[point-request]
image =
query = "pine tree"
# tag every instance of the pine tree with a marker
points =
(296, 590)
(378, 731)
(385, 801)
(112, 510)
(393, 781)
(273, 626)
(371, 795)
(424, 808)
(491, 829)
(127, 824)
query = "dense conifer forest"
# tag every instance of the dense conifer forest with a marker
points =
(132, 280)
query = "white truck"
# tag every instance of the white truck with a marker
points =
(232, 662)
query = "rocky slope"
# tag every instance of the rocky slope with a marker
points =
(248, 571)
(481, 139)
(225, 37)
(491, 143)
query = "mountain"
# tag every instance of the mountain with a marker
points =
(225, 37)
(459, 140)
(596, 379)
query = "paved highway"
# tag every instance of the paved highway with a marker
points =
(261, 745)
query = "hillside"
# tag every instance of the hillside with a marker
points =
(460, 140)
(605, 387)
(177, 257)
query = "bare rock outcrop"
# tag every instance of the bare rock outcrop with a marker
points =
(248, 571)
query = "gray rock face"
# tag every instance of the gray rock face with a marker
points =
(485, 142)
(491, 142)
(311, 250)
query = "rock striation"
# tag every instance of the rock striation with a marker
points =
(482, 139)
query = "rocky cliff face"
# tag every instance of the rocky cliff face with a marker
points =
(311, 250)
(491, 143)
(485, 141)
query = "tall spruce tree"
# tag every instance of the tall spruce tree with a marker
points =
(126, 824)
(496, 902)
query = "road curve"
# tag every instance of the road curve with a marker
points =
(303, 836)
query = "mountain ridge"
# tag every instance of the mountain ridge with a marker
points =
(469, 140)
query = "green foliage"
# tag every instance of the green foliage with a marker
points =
...
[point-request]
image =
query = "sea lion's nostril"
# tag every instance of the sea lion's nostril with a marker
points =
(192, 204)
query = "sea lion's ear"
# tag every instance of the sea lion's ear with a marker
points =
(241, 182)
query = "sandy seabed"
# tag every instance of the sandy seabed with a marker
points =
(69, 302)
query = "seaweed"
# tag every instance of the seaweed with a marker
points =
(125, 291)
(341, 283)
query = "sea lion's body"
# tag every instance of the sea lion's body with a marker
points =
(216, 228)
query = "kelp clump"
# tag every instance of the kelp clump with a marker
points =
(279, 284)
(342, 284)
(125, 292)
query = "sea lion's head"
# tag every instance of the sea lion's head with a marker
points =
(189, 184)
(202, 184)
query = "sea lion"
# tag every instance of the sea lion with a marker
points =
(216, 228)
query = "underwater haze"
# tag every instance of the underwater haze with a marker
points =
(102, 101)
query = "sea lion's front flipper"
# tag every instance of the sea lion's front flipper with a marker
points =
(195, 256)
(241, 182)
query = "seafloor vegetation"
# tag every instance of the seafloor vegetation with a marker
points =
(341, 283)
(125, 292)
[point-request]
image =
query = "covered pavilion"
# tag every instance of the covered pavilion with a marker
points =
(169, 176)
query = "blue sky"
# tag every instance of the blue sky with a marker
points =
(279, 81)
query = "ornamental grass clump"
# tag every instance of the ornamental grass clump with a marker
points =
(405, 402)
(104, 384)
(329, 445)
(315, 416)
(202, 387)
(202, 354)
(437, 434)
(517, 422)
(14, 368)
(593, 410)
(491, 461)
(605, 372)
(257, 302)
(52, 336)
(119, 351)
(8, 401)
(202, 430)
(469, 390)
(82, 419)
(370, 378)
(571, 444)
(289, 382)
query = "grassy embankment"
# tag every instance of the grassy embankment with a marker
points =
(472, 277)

◆ Your goal: Pick out each line in the data above that contains the string "front", treating uppercase and lowercase as different.

◆ Result for this exercise:
query = "sea lion's front flipper"
# tag every instance of the sea lion's front flipper with a marker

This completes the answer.